Selected text:
· · · · · · ·
How to plan driving home for Christmas
Christmas is coming and family members who are currently away will be feeling the call to return home. Perhaps you’re away at university or maybe working in another part of the country? No matter what the circumstances, this is the one time of year when being together really matters.
Although the roads are often exceptionally busy, for many of us, there are clear advantages to driving. You may need to bring luggage and perhaps have lots of presents to transport too. It can be a lot easier if you have your own wheels – or, as is increasingly happening, can borrow someone else’s. If a friend, for example, will not be using their car, then they may lend it to you to drive home and you can ensure it is fully covered with GoShorty.
GoShorty makes it incredibly easy to buy online, providing fully comprehensive insurance in minutes. You can take out insurance from an hour right up to 28 days, which should be more than enough for your Christmas family break. Drivers aged from 18 to 75 are eligible and you can insure a car with a value of up to £60,000 as well as protecting the owner’s No Claims Discount.
So, the transport and the insurance are sorted, now all you have to do is plan for the journey. These are some of the best ways to go about it.
Plan the route
It may be a trip you’ve done before or it could be the first time, but check for any changes or possible disruptions. It can be worth having a paper route, just in case you lose signal.
Make sure the car is serviced and perform some basic checks
If this is a car you do not drive regularly, ask the owner to run through the controls and to confirm with you when it was last serviced – this is particularly important if it’s a longer journey. Then check the tyre tread, tyre pressure and fluids such as oil, screen wash and coolant. Check the brake lights are working well and also where the spare tyre kit is kept.
Be prepared in case you are in an accident or breakdown
Knowing the vehicle is in good condition means that breaking down is unlikely. But, if you’re in an accident, have the necessary claims number to hand. If you already have personal breakdown cover, this will provide protection and you can even join roadside assistance organisations as required, if necessary, although the call out bill will be higher.
If you’re travelling on motorways, be aware where service stations are and if on a smart motorway, what to do if you need to pull over. There have been a number of smart motorway accidents in recent years and the advice is to try and reach a refuge as soon as you can and then phone for help. If this is impossible, pull up as close as possible to the nearside verge/boundary or slip road, switch on hazard lights and if it is not safe to get out, call 999. Emergency services can then reroute traffic.
Get your timing right
If at all possible, try to leave on a day and time when you’ll avoid the crowds. If you don’t drive that much, you may prefer not to drive at night, even though the roads can be quieter. Can you leave really early in the morning instead?
Check the weather conditions
It does not look that likely we’ll be experiencing a white Christmas this year. But, frost and extreme rain can make roads more hazardous. Check the advice and be ready to act accordingly. In the rare event that there are warnings not to drive, you should heed these. But, if driving does appear reasonable, then be prepared to amend your route, such as through avoiding any roads that might be affected by flooding.
Rest well before the journey and avoid alcohol
The festive season can involve many nights out and social occasions. But if you have a long drive, potentially starting early in the morning, avoid alcohol, which could not only affect your judgement, but also potentially lead to you driving when over the limit.
Stop and have a break every couple of hours
Be sure to have a break and if you leave the car, that it’s left somewhere secure. Ensure piles of gifts are not clearly visible, put these in the boot or cover with blankets or coats.
Have an emergency pack readily to hand
This should include your torch, phone charger, food and drink as well as any medicine you need regularly, car essentials such as de-icing spray, scraper and a powerful torch.
Plan a playlist
Although the radio can be useful in terms of traffic updates, particularly when on the home stretch you may want to start feeling in the Christmas mood by listening to your favourites. This is when your carefully planned Christmas playlist you’ve spent time on before the journey, will come into its own.
· · · · · · ·
The task: In the Christmas driving guide, what range of ages can get GoShorty insurance?
· · · · · · ·
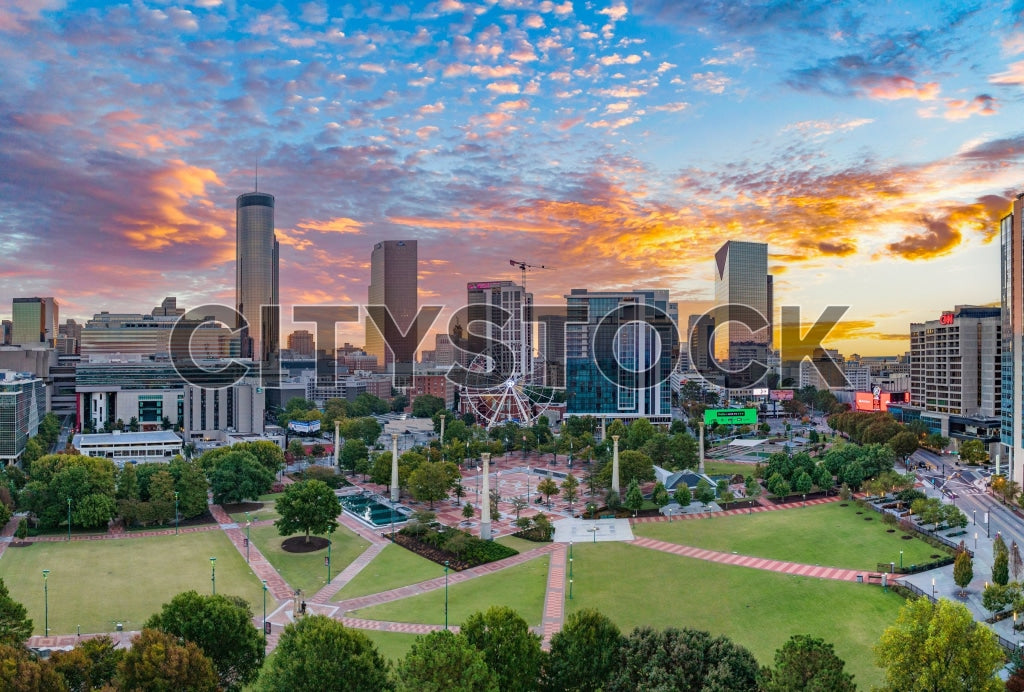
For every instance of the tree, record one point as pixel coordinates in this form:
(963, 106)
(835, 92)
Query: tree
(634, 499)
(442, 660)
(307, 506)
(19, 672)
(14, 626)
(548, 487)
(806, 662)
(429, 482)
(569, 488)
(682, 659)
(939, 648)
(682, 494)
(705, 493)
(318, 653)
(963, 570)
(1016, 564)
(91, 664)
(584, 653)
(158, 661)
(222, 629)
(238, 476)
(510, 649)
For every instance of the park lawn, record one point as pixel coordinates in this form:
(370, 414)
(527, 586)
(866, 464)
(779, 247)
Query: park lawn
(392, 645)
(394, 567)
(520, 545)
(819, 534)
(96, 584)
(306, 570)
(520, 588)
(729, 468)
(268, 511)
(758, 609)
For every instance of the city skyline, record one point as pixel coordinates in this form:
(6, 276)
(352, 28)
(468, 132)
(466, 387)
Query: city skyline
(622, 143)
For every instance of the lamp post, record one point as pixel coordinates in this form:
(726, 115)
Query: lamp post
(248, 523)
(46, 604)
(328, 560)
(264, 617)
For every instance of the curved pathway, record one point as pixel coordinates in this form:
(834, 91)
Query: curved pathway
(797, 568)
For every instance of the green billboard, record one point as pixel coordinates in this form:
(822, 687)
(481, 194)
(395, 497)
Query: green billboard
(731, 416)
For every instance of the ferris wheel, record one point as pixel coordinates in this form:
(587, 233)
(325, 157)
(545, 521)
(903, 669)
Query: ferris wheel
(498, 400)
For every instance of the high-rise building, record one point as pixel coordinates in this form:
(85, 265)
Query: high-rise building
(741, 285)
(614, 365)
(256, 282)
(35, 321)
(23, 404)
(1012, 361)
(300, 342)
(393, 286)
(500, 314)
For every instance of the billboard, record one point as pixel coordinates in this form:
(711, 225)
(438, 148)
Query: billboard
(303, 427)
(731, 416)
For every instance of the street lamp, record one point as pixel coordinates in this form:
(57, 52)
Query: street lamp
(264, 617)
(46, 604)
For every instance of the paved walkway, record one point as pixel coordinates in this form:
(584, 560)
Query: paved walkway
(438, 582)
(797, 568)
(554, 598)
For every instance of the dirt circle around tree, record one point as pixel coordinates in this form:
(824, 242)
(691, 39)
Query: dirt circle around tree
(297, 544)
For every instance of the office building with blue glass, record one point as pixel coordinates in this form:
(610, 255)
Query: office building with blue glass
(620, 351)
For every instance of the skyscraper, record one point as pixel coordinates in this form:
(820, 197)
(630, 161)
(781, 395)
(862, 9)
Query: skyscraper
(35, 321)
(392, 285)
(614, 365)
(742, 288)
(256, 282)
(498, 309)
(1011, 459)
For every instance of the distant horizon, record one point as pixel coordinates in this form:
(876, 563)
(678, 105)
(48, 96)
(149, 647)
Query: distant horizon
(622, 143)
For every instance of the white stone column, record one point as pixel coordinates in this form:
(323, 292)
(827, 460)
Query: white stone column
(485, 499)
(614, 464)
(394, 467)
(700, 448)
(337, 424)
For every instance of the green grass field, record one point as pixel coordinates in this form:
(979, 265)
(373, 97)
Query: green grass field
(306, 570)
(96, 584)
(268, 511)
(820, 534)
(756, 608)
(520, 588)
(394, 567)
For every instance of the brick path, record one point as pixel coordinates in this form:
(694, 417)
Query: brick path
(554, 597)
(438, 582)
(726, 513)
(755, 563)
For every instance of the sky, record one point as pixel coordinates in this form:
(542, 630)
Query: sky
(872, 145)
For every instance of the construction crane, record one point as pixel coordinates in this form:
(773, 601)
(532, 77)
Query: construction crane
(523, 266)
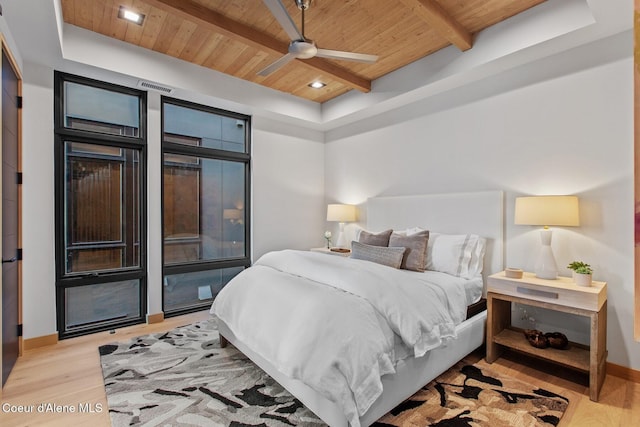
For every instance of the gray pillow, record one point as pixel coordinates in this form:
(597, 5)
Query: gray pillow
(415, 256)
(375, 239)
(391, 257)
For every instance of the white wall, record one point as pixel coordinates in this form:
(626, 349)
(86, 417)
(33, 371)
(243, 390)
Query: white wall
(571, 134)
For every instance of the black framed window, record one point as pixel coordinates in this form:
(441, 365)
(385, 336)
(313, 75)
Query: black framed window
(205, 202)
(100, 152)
· · · · · · ·
Solution to the exercise: Drivers aged from 18 to 75.